§ Task: Could you recast the whole listing below as a JSON list of strings, one string for each line, with blank lines left out?

----------------------------------------

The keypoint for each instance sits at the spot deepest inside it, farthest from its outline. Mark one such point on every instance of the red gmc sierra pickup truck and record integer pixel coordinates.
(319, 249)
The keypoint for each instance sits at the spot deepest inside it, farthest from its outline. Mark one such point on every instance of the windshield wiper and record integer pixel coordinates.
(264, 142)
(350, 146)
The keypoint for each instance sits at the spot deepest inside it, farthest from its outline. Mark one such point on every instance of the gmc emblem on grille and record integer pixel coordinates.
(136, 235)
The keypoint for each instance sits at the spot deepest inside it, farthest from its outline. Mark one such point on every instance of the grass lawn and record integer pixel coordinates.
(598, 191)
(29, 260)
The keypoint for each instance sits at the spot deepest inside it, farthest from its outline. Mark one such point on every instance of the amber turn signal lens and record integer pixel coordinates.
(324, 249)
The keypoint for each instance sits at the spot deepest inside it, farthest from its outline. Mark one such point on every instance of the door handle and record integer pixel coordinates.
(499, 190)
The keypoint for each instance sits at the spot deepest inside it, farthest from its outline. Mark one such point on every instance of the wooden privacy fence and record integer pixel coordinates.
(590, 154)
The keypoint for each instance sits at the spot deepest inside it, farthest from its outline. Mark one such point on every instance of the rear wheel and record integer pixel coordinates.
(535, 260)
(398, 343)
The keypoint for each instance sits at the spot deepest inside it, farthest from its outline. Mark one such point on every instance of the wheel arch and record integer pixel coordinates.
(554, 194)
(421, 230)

----------------------------------------

§ Correct response:
[
  "The keypoint for each instance sits at the spot deepest inside it, farthest from its outline. Mark one such point on every instance of the red gmc sierra pickup truck and record integer pixel coordinates.",
  "(319, 249)",
  "The keypoint for each instance sits at the spot deepest inside it, farthest from its outline. Mark one such point on every instance of the windshield wiper and record integer pixel coordinates.",
  "(264, 142)",
  "(350, 146)",
  "The keypoint for each instance sits at the spot deepest inside it, farthest from its outline. Mark one such point on every instance of the gmc emblem on grille and record integer pixel coordinates.",
  "(136, 235)",
  "The keypoint for each instance sits at the spot deepest inside it, farthest from its outline. Mark one such point on every instance of the grass lawn and record integer pixel coordinates.",
  "(598, 191)",
  "(29, 260)",
  "The keypoint for each instance sits at the spot deepest inside it, farthest from its outline. Mark one such point on every instance of the amber turn signal lens and record integer pixel coordinates.",
  "(324, 249)",
  "The keypoint for each instance sits at the spot deepest inside it, farthest from its outline. Mark one such point on every instance of the door handle and record integer pixel coordinates.",
  "(499, 190)",
  "The keypoint for each instance sits at the spot deepest inside it, farthest from its outline. Mark one such point on every instance of the wooden privacy fence and record integer pixel coordinates.",
  "(590, 154)",
  "The keypoint for each instance sits at the spot deepest inside it, farthest from its outline. Mark one such point on every instance of the rear wheel and record integer pixel coordinates.",
  "(535, 260)",
  "(398, 343)",
  "The keypoint for each instance sits at the spot deepest inside it, farthest from its outline. Mark one such point on every instance of the wheel arch and record integer pixel coordinates.",
  "(554, 194)",
  "(421, 230)"
]